- _Brief_
Working line by line, output the entries below exactly as they appear.

Task input section start

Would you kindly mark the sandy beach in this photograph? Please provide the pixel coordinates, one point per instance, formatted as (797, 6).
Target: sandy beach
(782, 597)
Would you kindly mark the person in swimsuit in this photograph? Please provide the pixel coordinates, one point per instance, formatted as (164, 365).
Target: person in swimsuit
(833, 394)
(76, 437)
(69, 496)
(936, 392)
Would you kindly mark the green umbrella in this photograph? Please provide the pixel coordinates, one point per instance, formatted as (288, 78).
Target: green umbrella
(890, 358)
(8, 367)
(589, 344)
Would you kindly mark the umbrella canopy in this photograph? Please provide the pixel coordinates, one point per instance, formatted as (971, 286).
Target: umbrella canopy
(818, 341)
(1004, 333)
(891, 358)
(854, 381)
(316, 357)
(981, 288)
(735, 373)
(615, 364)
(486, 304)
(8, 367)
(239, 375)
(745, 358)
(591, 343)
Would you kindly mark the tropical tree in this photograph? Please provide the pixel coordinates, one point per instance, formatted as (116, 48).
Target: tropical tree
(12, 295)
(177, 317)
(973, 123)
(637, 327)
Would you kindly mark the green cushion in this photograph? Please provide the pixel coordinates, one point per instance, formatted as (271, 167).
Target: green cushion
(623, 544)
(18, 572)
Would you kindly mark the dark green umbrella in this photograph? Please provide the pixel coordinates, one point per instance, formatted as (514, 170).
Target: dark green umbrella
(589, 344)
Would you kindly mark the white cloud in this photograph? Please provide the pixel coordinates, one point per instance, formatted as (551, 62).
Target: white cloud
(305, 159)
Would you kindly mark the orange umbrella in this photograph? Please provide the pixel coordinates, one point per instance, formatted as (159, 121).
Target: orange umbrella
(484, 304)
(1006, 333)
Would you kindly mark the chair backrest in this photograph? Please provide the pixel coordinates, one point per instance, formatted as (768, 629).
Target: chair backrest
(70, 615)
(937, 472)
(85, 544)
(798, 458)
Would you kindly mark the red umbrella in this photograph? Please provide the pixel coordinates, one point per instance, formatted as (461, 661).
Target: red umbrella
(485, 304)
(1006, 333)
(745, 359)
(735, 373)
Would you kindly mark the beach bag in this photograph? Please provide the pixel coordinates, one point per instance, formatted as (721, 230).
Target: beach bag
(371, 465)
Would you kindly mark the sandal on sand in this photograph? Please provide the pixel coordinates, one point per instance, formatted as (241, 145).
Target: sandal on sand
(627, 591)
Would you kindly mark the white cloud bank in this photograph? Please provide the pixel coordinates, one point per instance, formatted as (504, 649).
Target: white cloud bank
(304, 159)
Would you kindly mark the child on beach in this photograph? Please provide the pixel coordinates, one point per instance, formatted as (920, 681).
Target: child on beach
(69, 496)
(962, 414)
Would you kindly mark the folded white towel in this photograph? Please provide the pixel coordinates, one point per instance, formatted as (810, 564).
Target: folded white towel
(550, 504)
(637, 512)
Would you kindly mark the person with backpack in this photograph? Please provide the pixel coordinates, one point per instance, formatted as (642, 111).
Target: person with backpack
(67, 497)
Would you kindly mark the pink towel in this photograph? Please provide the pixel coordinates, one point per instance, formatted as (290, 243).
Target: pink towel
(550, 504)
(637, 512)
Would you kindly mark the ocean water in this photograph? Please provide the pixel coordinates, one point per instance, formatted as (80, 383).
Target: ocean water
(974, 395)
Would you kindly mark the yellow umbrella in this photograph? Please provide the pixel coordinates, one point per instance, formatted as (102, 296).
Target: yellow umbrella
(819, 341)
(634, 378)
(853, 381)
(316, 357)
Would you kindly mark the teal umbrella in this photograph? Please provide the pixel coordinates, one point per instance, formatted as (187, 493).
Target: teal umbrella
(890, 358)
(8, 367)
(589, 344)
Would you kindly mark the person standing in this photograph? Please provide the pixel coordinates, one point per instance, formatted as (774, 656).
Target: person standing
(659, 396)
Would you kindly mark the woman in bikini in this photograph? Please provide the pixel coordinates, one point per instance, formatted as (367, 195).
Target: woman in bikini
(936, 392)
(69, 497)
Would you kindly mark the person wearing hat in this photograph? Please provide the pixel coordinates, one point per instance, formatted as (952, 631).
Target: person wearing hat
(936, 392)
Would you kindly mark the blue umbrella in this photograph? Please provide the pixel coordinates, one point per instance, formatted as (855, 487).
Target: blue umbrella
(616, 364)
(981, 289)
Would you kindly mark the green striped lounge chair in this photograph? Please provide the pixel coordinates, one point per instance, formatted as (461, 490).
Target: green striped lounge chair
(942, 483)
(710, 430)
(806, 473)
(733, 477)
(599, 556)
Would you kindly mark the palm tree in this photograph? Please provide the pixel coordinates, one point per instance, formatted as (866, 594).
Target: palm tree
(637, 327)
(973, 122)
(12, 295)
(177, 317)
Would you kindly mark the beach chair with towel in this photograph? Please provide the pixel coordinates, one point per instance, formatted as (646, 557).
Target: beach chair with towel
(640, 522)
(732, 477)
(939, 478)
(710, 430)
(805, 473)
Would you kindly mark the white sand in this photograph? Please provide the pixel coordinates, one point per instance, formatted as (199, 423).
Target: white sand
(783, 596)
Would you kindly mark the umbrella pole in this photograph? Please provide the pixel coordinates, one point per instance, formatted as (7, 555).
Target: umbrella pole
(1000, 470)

Task input section end

- _Written solution_
Would you kindly mark the sandy beach in this photograph? Please provide the pixel coordinates, one point per instance, formatted as (797, 6).
Target: sandy beach
(782, 597)
Would you kindly mark the person in swimsuit in this photograph? Please provide the pixel coordinates, one point per instance, formatted as (164, 365).
Target: person in swimsuit
(833, 394)
(76, 437)
(69, 496)
(936, 392)
Would you kindly mark the green umbrella in this photograph? Please provide the pixel coordinates, one point per instance, formatted as (288, 78).
Target: green umbrella
(890, 358)
(8, 367)
(589, 344)
Would you kindly mark the umbrella canopy in this photograph? Please provide the pixel coordinates, one point per instance, formatted as (971, 286).
Target: umbrella canopy
(818, 341)
(1004, 333)
(891, 358)
(854, 381)
(316, 357)
(981, 288)
(735, 373)
(615, 364)
(486, 304)
(8, 367)
(239, 375)
(745, 358)
(591, 343)
Would you kindly mark the tropical tree in this photograph? Please provide the pixel coordinates, one point per instance, formatted as (116, 48).
Target: tropical tree
(12, 295)
(177, 317)
(973, 123)
(637, 327)
Would you kindly mark the green cushion in this photograph? Please provide the pixel coordinates, one point per instance, formatted as (271, 167).
Target: green cushion
(623, 544)
(18, 572)
Would you kindly mark the dark green umbrella in this photograph? Please provide the pixel coordinates, one point per instance, formatted as (514, 170).
Target: dark green umbrella
(589, 344)
Would you kindly mark the white cloud in this photograph? Please provide the pixel coordinates, one point per instance, formatted as (551, 62).
Target: white cloud
(305, 159)
Would you kindly mark the orange umbrella in this photograph? Please provide the pixel coordinates, one point per instance, formatted as (159, 121).
Target: orange umbrella
(484, 304)
(1006, 333)
Would you kindly mark the chair backrest in this photograph? Please provide the pixel coordinates, one point per instance, formatted as (768, 629).
Target: chair backrest
(70, 615)
(937, 472)
(85, 544)
(798, 458)
Would you kindly mark the red umbrella in this photograph? Please provide the pixel coordinates, one point per instance, formatted as (461, 661).
Target: red umbrella
(485, 304)
(1006, 333)
(745, 359)
(735, 373)
Would you kindly mark the beach bag in this photograph? Please provide the pixel coordinates, one point per instance, formatted as (721, 230).
Target: beach bag
(371, 465)
Would you kindly mark the sandal on sand in this photograph? Please provide the pixel coordinates, one point per instance, formatted as (241, 145).
Target: sandal on sand
(627, 591)
Would you kindly mark the white cloud bank in this photograph? Please provide the pixel coordinates, one point per instance, formatted as (504, 649).
Target: white cloud bank
(304, 159)
Would you kindly mark the child on beach in this photograph? Please provide the pixel coordinates, one point per instance, formatted as (920, 681).
Target: child on beach
(69, 496)
(962, 414)
Would you kindly mark the folded white towel in this photograph? Please provide the pixel coordinates, one point per instance, formatted as (810, 564).
Target: folded white towel
(550, 504)
(637, 512)
Would you kindly mark the person with backpack in this photograph? Please provide the pixel coordinates, one point per instance, formatted as (642, 111).
Target: person with backpack
(67, 497)
Would you kindly mark the pink towel in this photograph? Please provide the pixel coordinates, one point per instance, formatted as (290, 243).
Target: pink towel
(550, 504)
(637, 512)
Would you kindly mark the ocean water in this photograph? Please provide the pixel coordinates, one point per instance, formatted as (80, 383).
Target: ocean water
(974, 395)
Would you kindly mark the yellow umbrella in this photograph? Please provide the pixel coordinates, one point per instance, formatted as (102, 296).
Target: yellow umbrella
(819, 341)
(634, 378)
(853, 381)
(316, 357)
Would you kindly mark the teal umbrella in this photograph? Please provide the pixel coordinates, one point per instance, formatted as (187, 493).
Target: teal umbrella
(890, 358)
(8, 367)
(589, 344)
Would you kindly mark the person standing in this photograph? Please provide the pixel coordinates, one point per instance, formatted as (774, 656).
Target: person standing
(659, 396)
Would you kindly mark the woman in bikini in this photograph? Please provide the pixel coordinates, one point per instance, formatted as (367, 195).
Target: woman in bikini
(936, 392)
(69, 497)
Would you kindly mark the person wearing hat in this photograph? Please provide the pixel coordinates, one point per instance, formatted as (952, 631).
Target: person wearing hat
(936, 392)
Would you kindly mark the blue umbrella in this photograph? Please provide the pixel coordinates, one point per instance, formatted as (855, 487).
Target: blue umbrella
(616, 364)
(981, 289)
Would you kindly mark the green striped lounge chair in this photograph? Please provide the pixel coordinates, one point per instance, formatted as (461, 490).
Target: green striped lounge chair
(942, 483)
(710, 430)
(806, 473)
(733, 477)
(599, 556)
Would you kindly mark the palm tree in this photograph? Please provide the pixel coordinates, one point per instance, formatted as (866, 594).
Target: palm tree
(637, 327)
(973, 122)
(12, 295)
(177, 317)
Would you kindly mark the beach chair with towel in this photograph? Please provide the pixel coordinates, one point per instance, formatted as (646, 557).
Target: beach chair with towel
(640, 522)
(732, 477)
(939, 478)
(710, 430)
(805, 473)
Would you kindly mark the white sand in this photograph? Please provide the pixel coordinates, one point per instance, formatted as (199, 423).
Target: white sand
(783, 596)
Would you kindly mark the umbrella pole in this photograph? Please provide the pixel coordinates, one point per instance, formatted as (7, 555).
Target: umbrella pole
(1000, 470)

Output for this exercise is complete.